Point labeling examples:
— START —

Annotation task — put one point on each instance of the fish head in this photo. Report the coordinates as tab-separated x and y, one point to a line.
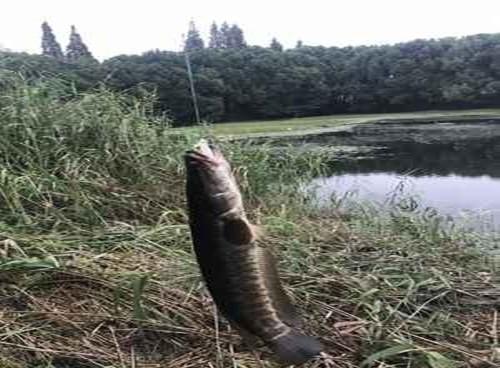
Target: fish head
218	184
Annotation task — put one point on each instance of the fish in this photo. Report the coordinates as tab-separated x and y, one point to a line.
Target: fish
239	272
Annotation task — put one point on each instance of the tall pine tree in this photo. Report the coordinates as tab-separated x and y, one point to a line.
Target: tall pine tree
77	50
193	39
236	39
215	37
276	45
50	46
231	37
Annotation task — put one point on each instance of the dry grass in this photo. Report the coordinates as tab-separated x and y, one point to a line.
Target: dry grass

— END —
— START —

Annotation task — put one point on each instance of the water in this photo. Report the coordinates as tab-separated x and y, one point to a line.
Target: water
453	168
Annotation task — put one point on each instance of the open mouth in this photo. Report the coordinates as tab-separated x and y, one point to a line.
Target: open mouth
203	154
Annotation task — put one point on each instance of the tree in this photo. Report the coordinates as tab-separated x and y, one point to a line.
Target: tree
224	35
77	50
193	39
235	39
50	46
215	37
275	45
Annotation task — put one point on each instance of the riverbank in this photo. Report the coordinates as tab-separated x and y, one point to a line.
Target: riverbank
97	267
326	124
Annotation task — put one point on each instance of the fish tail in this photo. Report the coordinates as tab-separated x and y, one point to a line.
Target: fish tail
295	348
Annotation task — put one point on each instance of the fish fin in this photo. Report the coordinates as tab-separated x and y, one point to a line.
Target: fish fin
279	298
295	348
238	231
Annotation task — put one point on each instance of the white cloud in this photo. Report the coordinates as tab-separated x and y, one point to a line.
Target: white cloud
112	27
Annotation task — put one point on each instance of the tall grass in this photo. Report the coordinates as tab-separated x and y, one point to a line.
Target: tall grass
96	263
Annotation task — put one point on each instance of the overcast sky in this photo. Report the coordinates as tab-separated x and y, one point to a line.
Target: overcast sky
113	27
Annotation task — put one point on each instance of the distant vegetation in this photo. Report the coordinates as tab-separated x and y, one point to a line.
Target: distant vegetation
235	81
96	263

— END —

[Task to carry out]
Retype the rows between the line holding "the fish head" and the line holding "Target: dry grass", inclusive, leaving out any pictures.

[Answer]
Annotation task — put one point on each instance of the fish head in this photo. Report the coordinates as tab-separated x and y, one point to a line.
Target: fish head
218	184
Annotation task — put one point on each instance of the fish in this photo. Report the coordinates as tab-separated x and y, one point to a line.
Target: fish
239	272
Annotation task — put one point on each instance of the tall pine tree in this photo. Report the coordinates as tab-separated x and y, one point to a line.
Target: tall pine tree
77	50
193	39
236	39
215	37
276	45
50	46
231	37
Annotation task — put one point on each instance of the dry grass in this photo. Report the coordinates as tab-separated x and y, one point to a line.
Target: dry grass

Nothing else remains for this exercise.